■ Task to complete
Could you transcribe all of the data exactly and skip any pictures?
= = = =
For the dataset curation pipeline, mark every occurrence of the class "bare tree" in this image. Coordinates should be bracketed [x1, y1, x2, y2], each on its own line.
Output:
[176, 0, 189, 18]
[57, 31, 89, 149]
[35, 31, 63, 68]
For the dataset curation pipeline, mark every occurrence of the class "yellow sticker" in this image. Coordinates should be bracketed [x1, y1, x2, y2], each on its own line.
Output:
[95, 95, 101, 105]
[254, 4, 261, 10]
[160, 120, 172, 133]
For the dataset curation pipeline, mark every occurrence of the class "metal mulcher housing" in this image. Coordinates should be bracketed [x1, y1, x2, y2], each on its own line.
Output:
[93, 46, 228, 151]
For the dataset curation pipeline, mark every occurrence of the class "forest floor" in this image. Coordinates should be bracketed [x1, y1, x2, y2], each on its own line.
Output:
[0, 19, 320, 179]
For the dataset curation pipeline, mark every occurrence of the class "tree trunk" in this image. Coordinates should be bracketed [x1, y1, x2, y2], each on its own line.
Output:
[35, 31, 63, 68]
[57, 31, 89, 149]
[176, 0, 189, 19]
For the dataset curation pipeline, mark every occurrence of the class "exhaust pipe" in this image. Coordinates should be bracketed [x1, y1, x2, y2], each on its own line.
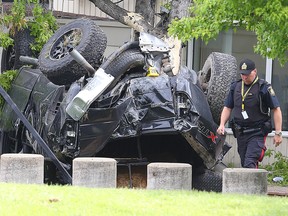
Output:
[19, 56, 39, 66]
[66, 48, 114, 121]
[68, 48, 95, 76]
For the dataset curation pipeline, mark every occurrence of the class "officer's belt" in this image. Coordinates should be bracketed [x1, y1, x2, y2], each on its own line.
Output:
[234, 123, 262, 135]
[241, 127, 262, 134]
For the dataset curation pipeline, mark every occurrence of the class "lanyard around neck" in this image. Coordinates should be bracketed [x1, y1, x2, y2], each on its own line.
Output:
[241, 76, 258, 111]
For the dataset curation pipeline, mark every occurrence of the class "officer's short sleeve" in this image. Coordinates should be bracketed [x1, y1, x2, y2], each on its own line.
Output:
[261, 83, 280, 109]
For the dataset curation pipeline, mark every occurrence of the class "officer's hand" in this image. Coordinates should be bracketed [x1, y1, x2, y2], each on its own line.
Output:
[273, 135, 282, 147]
[217, 125, 225, 135]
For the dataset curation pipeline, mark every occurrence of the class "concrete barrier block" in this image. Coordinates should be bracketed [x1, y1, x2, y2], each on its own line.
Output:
[72, 157, 117, 188]
[147, 162, 192, 190]
[222, 168, 268, 195]
[0, 153, 44, 184]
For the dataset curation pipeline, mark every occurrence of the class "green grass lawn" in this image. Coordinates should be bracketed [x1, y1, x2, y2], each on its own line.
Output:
[0, 183, 287, 216]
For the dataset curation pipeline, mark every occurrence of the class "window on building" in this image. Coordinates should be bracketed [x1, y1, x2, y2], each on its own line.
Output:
[272, 60, 288, 131]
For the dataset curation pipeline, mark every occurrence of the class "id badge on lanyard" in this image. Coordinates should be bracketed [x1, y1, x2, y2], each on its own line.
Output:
[241, 111, 248, 119]
[241, 76, 258, 120]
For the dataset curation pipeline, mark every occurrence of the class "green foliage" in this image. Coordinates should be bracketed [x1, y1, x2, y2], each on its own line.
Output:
[28, 3, 58, 52]
[162, 1, 172, 10]
[168, 0, 288, 65]
[260, 149, 288, 186]
[0, 70, 18, 109]
[0, 33, 14, 48]
[0, 0, 58, 52]
[227, 162, 236, 168]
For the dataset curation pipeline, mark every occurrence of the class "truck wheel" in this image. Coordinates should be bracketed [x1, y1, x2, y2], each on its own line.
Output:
[104, 49, 145, 93]
[192, 169, 223, 192]
[39, 18, 107, 85]
[14, 28, 38, 69]
[0, 130, 20, 154]
[0, 131, 9, 154]
[1, 28, 36, 72]
[198, 52, 237, 125]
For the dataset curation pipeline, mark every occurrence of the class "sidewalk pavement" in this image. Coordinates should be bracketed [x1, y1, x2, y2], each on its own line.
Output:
[267, 185, 288, 196]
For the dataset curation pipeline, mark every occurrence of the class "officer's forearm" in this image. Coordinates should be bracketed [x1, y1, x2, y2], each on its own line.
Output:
[219, 107, 232, 127]
[273, 107, 282, 132]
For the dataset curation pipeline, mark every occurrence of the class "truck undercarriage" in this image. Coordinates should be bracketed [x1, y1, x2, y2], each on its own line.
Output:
[0, 18, 237, 191]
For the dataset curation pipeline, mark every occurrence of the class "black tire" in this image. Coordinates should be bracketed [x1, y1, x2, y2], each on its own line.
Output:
[192, 169, 223, 192]
[1, 28, 36, 72]
[44, 159, 59, 185]
[0, 130, 9, 154]
[104, 49, 145, 93]
[39, 18, 107, 85]
[0, 130, 20, 154]
[14, 28, 37, 69]
[198, 52, 237, 125]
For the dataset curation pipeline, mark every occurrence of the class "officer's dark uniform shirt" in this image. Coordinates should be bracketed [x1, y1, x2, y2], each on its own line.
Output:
[224, 77, 280, 127]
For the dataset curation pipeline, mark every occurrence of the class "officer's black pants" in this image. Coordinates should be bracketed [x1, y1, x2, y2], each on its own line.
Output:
[237, 132, 267, 168]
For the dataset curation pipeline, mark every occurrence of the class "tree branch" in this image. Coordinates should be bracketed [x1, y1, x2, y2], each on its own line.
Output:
[89, 0, 163, 37]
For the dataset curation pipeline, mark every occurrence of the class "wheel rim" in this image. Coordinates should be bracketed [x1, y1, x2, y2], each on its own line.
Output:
[25, 111, 35, 147]
[4, 45, 16, 70]
[49, 28, 82, 60]
[7, 46, 15, 69]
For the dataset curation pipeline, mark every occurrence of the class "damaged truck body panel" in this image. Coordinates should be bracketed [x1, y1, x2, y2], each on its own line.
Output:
[1, 65, 229, 170]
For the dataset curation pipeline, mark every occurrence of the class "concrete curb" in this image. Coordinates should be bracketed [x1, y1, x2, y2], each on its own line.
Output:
[2, 154, 283, 195]
[72, 157, 117, 188]
[223, 168, 268, 195]
[0, 153, 44, 184]
[147, 162, 192, 190]
[268, 186, 288, 196]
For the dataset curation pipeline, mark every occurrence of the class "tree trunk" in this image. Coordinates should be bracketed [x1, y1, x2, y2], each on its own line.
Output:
[165, 0, 192, 74]
[169, 0, 191, 22]
[135, 0, 155, 27]
[133, 0, 156, 40]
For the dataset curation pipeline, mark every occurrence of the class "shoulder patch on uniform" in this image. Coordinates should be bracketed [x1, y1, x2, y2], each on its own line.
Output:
[268, 86, 275, 96]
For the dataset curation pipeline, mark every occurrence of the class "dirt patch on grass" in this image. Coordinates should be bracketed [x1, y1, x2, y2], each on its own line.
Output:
[117, 165, 147, 188]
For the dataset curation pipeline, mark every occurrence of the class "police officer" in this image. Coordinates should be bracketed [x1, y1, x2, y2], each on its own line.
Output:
[217, 58, 283, 168]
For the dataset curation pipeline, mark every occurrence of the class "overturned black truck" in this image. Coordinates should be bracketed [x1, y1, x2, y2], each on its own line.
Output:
[0, 18, 237, 191]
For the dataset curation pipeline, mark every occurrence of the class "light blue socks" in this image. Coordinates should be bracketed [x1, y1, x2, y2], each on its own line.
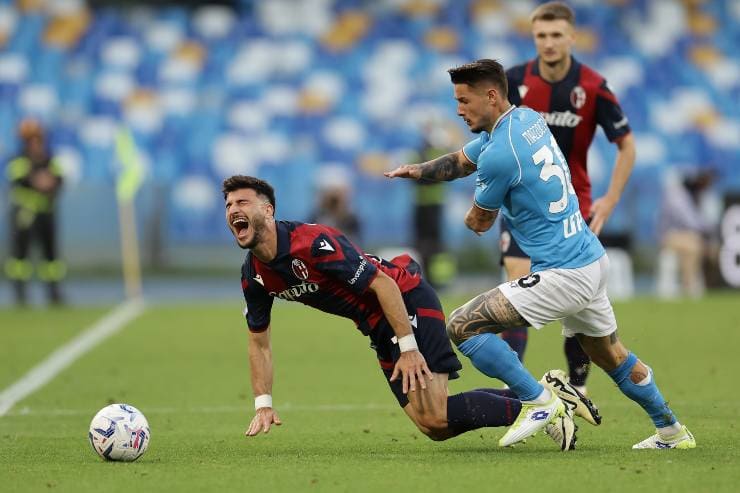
= = = =
■ Reply
For the dataset curation pipeline, mark every occurrence of the class "bare tree" in this image. Coordinates should be bracketed [x1, y1, x2, y2], each on its own line.
Output:
[176, 0, 189, 18]
[57, 31, 89, 149]
[35, 31, 63, 68]
For the dataset curation pipeline, mark every occurrence of the class "yellow sticker" in this image. Coordinates should be bracketed [x1, y1, x2, y2], each on its own line.
Output:
[95, 95, 101, 105]
[254, 4, 261, 10]
[160, 120, 172, 133]
For the dataset curation pipeline, mark every occurrence of the class "metal mulcher housing" in this image. Coordinates should be bracketed [x1, y1, x2, y2], each on its own line.
Output:
[93, 46, 228, 151]
For the dataset curation pipeline, mark every occurrence of the class "forest floor" in this image. Coordinates should be bracketed [x1, y1, x2, y2], each on its own line.
Output:
[0, 19, 320, 179]
For the dataset curation pipeline, mark every occurrence of the class "tree trunk" in this image. Coordinates should be bracketed [x1, y1, x2, y2], each on its own line.
Output:
[35, 31, 63, 68]
[57, 31, 89, 149]
[176, 0, 189, 19]
For the dataset curation pipeline, mark every occurrence of the class "exhaust pipe" in this image. Coordinates should be bracketed [x1, y1, x2, y2], each on its own line.
Output:
[19, 56, 39, 66]
[66, 48, 114, 121]
[68, 48, 95, 76]
For the dataset curation pipeline, mark every occurrence of the class "officer's belt" in this image. Coordinates should be bracketed [x1, y1, x2, y2], each on its own line.
Output:
[234, 123, 262, 135]
[241, 127, 262, 134]
For the dataset curation pipeline, mark every occurrence of the class "lanyard around neck" in this image. Coordinates should be bracketed [x1, y1, x2, y2], each on its own line.
Output:
[241, 76, 258, 111]
For the dataset curation pipeline, mark every occurrence of the class "officer's short sleeve" in this image. Coordinates should be bracketed [x1, y1, x2, y2], each on its own line.
Output:
[261, 83, 280, 109]
For the dataset curation pipeline, mark every occurrence of the class "officer's hand" in this image. Coordinates should be bracketed [x1, y1, x2, y2], each on its own line.
Output:
[273, 135, 282, 147]
[217, 125, 225, 135]
For the dataset curation pipeline, mark every occurrence of the class "concrete barrier block" in this image. Coordinates should be bracketed [x1, y1, x2, y2], each on its own line.
Output:
[72, 157, 117, 188]
[147, 162, 192, 190]
[222, 168, 268, 195]
[0, 153, 44, 184]
For the dataset curation pipeline, mark every occurrence of the class "green grass lawn" in this image. Coordinates should be bracketed [x1, y1, x2, y2], each on its own line.
Output:
[0, 183, 287, 216]
For the dataset curation pipeline, mark every occurrence of the class "window on building" in this image. Coordinates should be bracketed [x1, y1, x2, y2], each on its own line.
Output:
[272, 60, 288, 131]
For the dataset curation pipeline, mark every occurrence of the class "id badge on lanyard" in this image. Coordinates should be bracketed [x1, y1, x2, y2], each on its own line.
Output:
[241, 111, 248, 119]
[241, 76, 258, 120]
For the dataset curation pipeline, mark every occurrence of the class "green foliage" in this image. Coordinates should be bracketed [x1, y1, x2, y2], each on its own line.
Output:
[28, 3, 58, 52]
[162, 1, 172, 10]
[168, 0, 288, 65]
[260, 149, 288, 186]
[0, 70, 18, 109]
[0, 33, 14, 48]
[0, 0, 58, 52]
[227, 162, 236, 168]
For the dataset curation pipeline, mark every occurrence of the class "truck wheel" in this image. Coordinates should be bracketed [x1, y1, x2, y2], each on its own line.
Output:
[104, 49, 145, 93]
[192, 169, 223, 192]
[39, 18, 107, 85]
[14, 28, 38, 69]
[0, 130, 20, 154]
[0, 131, 9, 154]
[1, 28, 36, 72]
[198, 52, 237, 125]
For the dataset curation pipeline, mark every occurrence of the class "sidewalk pavement" in this image. Coordinates should be bracketed [x1, y1, x2, y2], each on its own line.
Output:
[267, 185, 288, 196]
For the dataset curation pipeline, mark every occurrence of the class "officer's forearm" in this image. Coordinates should be bracketed [x1, y1, x2, y2], each on its own line.
Output:
[219, 107, 232, 127]
[273, 107, 282, 132]
For the dataset curation pipeline, mark every occurrence of the class "truck undercarriage" in this image. Coordinates should be bracketed [x1, y1, x2, y2], each on its own line.
Output:
[0, 18, 237, 191]
For the dataset curation pipeline, mark every occurrence of the class "black tire" in this image. Coordinates should be bracketed [x1, y1, x2, y2], each on its own line.
Output:
[192, 169, 223, 192]
[1, 28, 36, 72]
[44, 159, 59, 185]
[0, 130, 9, 154]
[104, 49, 145, 93]
[39, 18, 107, 85]
[0, 130, 20, 154]
[14, 28, 37, 69]
[198, 52, 237, 125]
For the dataset curation pipeline, mark every occurrence of the class "officer's dark uniform shirt" in this image. Coordinates should be bracketed [x1, y1, x2, y2], each on its own line.
Output:
[224, 77, 280, 127]
For the dataset curation pipeline, mark every occurrence of the class "officer's black pants" in this image. Coordinates should be bracketed [x1, y1, x2, y2], each on its own line.
Output:
[237, 132, 267, 168]
For the dataset curation pipeline, mark every occurrence of the class "tree branch" in this image. Coordinates should be bracketed [x1, y1, x2, y2], each on its own line.
Output:
[89, 0, 163, 37]
For the dataset curation pipeline, mark every occurrence of the class "wheel rim" in this image. Coordinates should be bracketed [x1, y1, x2, y2], each on its own line.
Output:
[25, 111, 35, 147]
[4, 45, 16, 70]
[49, 28, 82, 60]
[7, 46, 15, 69]
For the dataset curation pipeline, mark every occurrence of the class "damaged truck body panel" in this image. Coordinates should be bracketed [x1, y1, x2, y2], each on its own line.
Output:
[1, 65, 229, 170]
For the dataset curation pipeline, mark every occurrence of the class "concrete curb" in this image. Coordinates should be bracketed [x1, y1, x2, y2], each on its own line.
Output:
[2, 154, 283, 195]
[72, 157, 117, 188]
[223, 168, 268, 195]
[0, 153, 44, 184]
[147, 162, 192, 190]
[268, 186, 288, 196]
For the dataset curation pipeline, mark every occurrence of the class "tree trunk" in this image. Coordinates should be bracketed [x1, y1, x2, y2], each on its own line.
Output:
[165, 0, 192, 74]
[169, 0, 191, 22]
[135, 0, 155, 27]
[133, 0, 156, 40]
For the dataset curation pipeline, mark every occurrence of the class "shoulder patch on uniform" in this image. Coordinates should be bracketed [x1, y1, x2, y2], each on its own line.
Output:
[268, 86, 275, 96]
For the dataset curation pipeline, mark every occurrence of the class "dirt patch on grass" in this image. Coordinates should be bracketed [x1, y1, x2, y2], each on its own line.
Output:
[117, 165, 147, 188]
For the dataset curation pipeline, mark every occurrence of the class "police officer" in this image. Coordinates should be bracketed [x1, y1, x2, y2], each on its own line.
Output:
[217, 58, 283, 168]
For the dataset curation pipeline, mark every occurrence of the class "overturned black truck" in this image. Coordinates should be bracketed [x1, y1, x2, y2], each on its own line.
Output:
[0, 18, 237, 191]
For the dataset curation pipeline, mark every occurrence of the class "light blue socks" in this image. Coordinates should be bracketed [x1, y1, x2, y2], each on its own line.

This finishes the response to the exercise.